Excerpts taken from a detection dataset:
::::::::

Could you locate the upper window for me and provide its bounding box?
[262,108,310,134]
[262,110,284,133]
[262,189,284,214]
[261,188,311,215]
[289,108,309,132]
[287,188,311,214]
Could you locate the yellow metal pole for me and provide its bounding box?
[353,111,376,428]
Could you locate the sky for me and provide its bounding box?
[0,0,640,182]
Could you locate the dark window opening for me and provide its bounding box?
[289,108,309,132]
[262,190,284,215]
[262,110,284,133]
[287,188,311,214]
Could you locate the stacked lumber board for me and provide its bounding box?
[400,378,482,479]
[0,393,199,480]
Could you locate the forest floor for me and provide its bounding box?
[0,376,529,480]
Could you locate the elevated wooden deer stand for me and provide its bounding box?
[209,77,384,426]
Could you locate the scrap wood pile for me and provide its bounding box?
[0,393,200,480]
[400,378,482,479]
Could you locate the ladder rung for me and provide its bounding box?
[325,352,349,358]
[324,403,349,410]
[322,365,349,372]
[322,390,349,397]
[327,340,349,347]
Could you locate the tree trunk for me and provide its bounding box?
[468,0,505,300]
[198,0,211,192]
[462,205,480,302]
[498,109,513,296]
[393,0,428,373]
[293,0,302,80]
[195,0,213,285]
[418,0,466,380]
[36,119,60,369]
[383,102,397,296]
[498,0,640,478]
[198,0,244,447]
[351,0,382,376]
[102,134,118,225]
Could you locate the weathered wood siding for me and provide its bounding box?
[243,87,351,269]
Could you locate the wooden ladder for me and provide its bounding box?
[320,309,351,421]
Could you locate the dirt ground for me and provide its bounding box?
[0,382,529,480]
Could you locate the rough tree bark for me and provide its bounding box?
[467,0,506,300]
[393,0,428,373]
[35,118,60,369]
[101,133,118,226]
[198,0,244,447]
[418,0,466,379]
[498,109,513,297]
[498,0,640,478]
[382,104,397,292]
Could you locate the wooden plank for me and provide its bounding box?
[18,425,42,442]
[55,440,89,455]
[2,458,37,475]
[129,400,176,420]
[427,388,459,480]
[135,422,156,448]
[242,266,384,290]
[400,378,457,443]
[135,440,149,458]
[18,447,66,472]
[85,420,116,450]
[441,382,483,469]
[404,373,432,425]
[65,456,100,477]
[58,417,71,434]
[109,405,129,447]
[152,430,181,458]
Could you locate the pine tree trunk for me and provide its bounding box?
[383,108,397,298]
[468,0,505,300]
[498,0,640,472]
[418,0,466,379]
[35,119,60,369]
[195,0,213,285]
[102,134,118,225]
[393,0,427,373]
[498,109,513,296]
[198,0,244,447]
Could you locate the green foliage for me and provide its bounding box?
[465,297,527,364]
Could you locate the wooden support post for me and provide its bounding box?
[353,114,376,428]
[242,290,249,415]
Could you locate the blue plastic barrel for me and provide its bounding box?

::::::::

Your goal: Scale the material from its first line through the line containing "[0,0,640,182]", both ends included, by writing every one of those lines out again with the requests kept unchanged. Multiply each bounding box coordinate by 1.5 and round it to a whole number, with halves rounded up.

Task solution:
Could you locate the upper window for me and provide its bounding box?
[393,162,465,201]
[393,165,426,200]
[393,284,426,321]
[392,282,467,323]
[434,162,464,198]
[431,282,467,321]
Could you locate the yellow metal pole for me and provide its bounding box?
[530,167,564,642]
Could you locate the sky for me and provide its bounding box?
[0,0,960,273]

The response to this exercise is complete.